What the task asks:
Put each line of the listing below into a JSON list of strings, one string per line and blank lines omitted, starting with the line that contains "Tag the white background" and continuing through the last line of the listing.

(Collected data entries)
┄┄┄┄┄┄┄┄┄┄┄┄┄┄┄┄┄┄┄┄

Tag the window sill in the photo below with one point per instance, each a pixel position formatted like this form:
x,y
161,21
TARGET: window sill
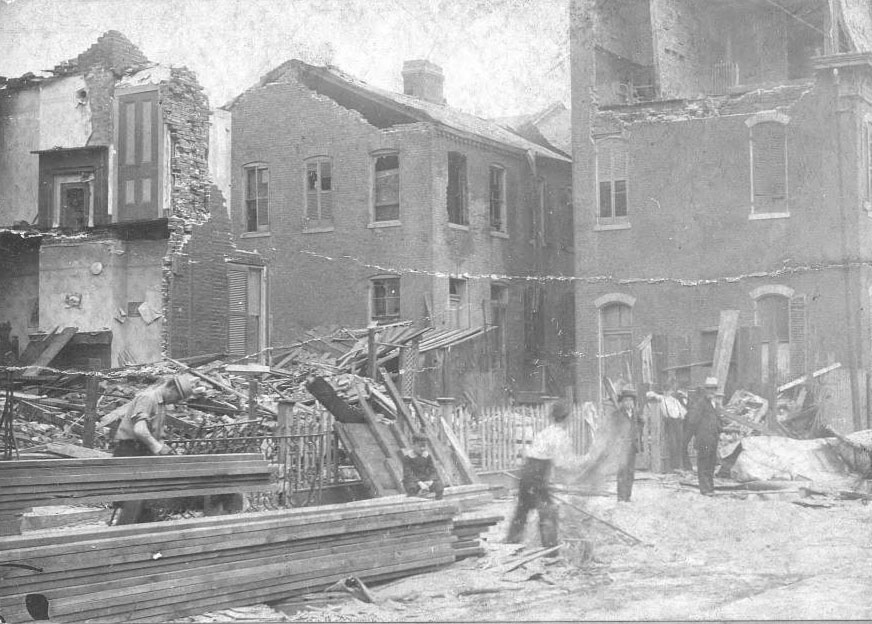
x,y
605,227
377,224
318,229
764,216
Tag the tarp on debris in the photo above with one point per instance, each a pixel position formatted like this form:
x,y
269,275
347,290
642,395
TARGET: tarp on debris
x,y
774,458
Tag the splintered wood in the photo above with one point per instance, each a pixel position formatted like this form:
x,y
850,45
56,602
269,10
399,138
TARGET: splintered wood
x,y
166,570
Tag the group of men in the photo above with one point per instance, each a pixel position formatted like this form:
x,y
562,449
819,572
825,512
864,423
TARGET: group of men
x,y
552,449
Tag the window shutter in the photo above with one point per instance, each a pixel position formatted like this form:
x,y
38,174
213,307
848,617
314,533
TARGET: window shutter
x,y
138,135
770,185
798,335
237,290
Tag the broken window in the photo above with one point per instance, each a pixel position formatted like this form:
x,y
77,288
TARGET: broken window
x,y
497,196
246,331
611,174
256,198
138,158
385,299
319,189
499,302
458,211
616,341
773,316
457,299
769,167
387,188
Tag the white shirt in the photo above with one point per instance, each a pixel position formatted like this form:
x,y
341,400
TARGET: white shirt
x,y
552,443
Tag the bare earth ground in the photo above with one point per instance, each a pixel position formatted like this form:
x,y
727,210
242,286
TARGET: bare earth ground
x,y
757,557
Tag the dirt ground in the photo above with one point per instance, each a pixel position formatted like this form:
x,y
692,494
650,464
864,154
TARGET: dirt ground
x,y
732,556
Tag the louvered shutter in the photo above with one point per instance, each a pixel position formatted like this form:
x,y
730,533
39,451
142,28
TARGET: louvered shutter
x,y
237,290
798,335
770,184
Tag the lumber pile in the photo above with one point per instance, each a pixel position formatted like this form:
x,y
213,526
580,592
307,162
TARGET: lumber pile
x,y
156,572
40,483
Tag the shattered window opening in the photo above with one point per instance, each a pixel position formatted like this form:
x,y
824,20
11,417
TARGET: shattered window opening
x,y
497,198
457,198
385,300
319,189
256,198
769,167
611,170
387,188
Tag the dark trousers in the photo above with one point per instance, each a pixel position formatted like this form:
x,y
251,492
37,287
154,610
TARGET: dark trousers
x,y
534,493
136,511
627,472
706,459
676,444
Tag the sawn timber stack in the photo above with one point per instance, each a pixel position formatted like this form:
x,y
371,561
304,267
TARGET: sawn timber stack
x,y
167,570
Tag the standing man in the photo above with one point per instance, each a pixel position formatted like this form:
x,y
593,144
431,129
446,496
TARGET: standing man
x,y
705,426
625,422
550,447
419,470
141,430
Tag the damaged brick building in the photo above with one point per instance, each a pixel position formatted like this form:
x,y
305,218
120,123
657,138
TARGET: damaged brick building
x,y
114,239
722,161
375,207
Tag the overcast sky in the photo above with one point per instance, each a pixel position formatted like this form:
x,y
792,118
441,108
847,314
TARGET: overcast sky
x,y
500,57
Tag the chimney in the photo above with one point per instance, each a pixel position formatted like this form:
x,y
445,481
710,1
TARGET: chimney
x,y
424,80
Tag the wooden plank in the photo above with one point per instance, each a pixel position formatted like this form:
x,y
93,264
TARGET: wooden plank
x,y
56,344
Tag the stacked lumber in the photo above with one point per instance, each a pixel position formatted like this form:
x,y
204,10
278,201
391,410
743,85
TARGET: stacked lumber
x,y
467,529
155,572
41,483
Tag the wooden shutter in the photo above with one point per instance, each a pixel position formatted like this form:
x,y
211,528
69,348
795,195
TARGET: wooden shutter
x,y
770,184
798,335
138,156
237,292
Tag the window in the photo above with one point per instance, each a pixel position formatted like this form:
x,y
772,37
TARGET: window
x,y
611,175
616,340
497,195
387,188
499,302
138,158
385,299
319,189
256,198
773,316
768,168
457,302
458,211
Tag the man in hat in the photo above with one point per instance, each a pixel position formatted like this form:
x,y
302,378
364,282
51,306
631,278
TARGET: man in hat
x,y
704,425
625,421
141,430
419,470
551,447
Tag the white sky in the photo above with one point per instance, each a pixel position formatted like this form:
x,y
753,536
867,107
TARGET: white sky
x,y
500,57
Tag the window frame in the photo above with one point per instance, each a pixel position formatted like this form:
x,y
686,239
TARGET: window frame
x,y
500,225
319,222
394,219
386,318
760,119
461,218
264,228
612,221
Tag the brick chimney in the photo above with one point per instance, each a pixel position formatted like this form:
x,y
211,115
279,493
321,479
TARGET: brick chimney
x,y
424,80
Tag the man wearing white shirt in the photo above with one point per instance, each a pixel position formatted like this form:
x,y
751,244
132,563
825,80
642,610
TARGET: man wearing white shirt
x,y
551,447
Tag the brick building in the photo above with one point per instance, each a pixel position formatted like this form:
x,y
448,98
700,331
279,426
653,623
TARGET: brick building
x,y
379,207
722,161
110,222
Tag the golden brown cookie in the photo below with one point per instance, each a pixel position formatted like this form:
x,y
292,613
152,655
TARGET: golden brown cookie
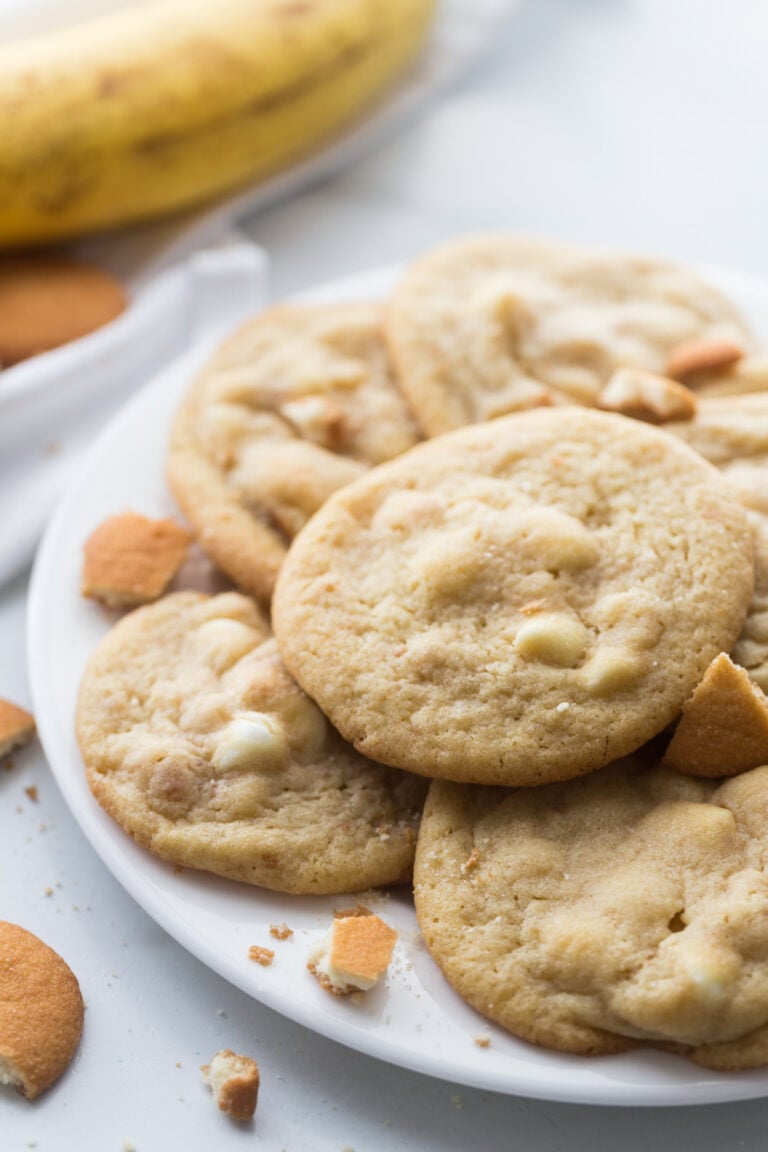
x,y
521,601
47,300
130,560
198,742
40,1012
487,325
297,403
626,908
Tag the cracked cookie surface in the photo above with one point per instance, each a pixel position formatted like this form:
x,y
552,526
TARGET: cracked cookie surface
x,y
297,403
628,908
522,601
494,324
198,742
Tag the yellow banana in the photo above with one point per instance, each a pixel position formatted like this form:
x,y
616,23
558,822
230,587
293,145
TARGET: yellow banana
x,y
164,105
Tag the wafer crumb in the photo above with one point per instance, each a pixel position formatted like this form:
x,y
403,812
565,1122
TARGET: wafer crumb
x,y
280,931
16,727
354,954
130,560
234,1081
341,914
263,956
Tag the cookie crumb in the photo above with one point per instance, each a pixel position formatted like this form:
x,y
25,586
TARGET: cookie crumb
x,y
130,560
234,1081
263,956
280,931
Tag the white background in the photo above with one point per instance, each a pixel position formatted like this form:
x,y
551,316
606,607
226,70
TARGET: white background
x,y
637,122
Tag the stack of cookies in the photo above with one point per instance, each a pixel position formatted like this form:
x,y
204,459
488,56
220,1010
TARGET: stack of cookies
x,y
494,575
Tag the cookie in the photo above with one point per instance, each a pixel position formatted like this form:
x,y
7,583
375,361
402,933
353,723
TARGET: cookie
x,y
47,300
488,325
626,908
130,560
723,729
299,402
728,431
40,1012
731,431
647,396
519,601
746,374
198,742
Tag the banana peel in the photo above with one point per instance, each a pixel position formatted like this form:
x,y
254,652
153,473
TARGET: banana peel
x,y
146,111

┄┄┄┄┄┄┄┄┄┄┄┄┄┄┄┄┄┄┄┄

The response:
[
  "Tag the white background in the photo above with one point per instance, each a pixel position formatted like this form:",
  "x,y",
  "551,316",
  "606,607",
  "226,70",
  "TARGET: white background",
  "x,y",
  "637,122",
  "Tag the stack of cookies in the photo above with one point per instance, each a pixel position formatted like this form:",
  "x,y",
  "204,459",
  "488,56",
  "220,1010",
  "TARGET: stack of cookies",
  "x,y",
  "494,575",
  "Tag the cookie in the photo above with one point per instance, each a pixel position formatted like this form:",
  "x,y",
  "7,583",
  "375,361",
  "402,933",
  "353,723",
  "TARGET: cookie",
  "x,y",
  "47,300",
  "488,325",
  "626,908",
  "130,560",
  "723,729",
  "299,402",
  "728,431",
  "40,1012",
  "731,431",
  "647,396",
  "519,601",
  "746,374",
  "198,742",
  "Tag the banana peel in the photo above with one point per instance, each a pixel position formatted like this form:",
  "x,y",
  "254,652",
  "153,473",
  "TARGET: banana peel",
  "x,y",
  "146,111"
]